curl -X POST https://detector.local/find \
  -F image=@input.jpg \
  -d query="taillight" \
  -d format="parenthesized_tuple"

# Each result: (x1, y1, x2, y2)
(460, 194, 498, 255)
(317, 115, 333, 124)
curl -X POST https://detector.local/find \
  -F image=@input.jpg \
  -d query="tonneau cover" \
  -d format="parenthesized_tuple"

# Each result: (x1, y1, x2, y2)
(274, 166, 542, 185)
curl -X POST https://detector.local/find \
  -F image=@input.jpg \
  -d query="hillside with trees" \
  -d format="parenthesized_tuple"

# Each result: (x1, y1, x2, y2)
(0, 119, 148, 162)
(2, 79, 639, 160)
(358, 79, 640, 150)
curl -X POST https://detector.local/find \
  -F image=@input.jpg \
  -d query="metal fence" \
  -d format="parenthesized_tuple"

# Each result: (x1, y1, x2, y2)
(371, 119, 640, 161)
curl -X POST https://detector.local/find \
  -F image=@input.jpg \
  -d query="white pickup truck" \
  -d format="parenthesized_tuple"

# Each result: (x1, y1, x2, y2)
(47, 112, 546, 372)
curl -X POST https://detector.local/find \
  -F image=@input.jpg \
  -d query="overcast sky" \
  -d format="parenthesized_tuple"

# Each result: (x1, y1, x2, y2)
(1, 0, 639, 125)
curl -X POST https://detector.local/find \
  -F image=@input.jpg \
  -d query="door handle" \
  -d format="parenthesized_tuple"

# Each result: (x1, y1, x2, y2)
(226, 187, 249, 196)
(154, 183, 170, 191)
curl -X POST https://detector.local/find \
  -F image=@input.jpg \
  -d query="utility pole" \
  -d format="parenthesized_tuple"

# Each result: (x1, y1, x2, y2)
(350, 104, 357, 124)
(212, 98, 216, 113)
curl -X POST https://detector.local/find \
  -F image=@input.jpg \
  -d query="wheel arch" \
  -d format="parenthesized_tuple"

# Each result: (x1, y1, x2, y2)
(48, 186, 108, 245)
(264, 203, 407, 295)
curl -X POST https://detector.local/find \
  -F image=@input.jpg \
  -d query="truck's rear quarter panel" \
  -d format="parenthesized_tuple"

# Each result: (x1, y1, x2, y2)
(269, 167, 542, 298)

■ Exercise description:
Read the data above. Pull out each line in which the string "truck" appears.

■ Your solution:
  -d query="white pickup truck" \
  -d query="truck's rear quarter panel" \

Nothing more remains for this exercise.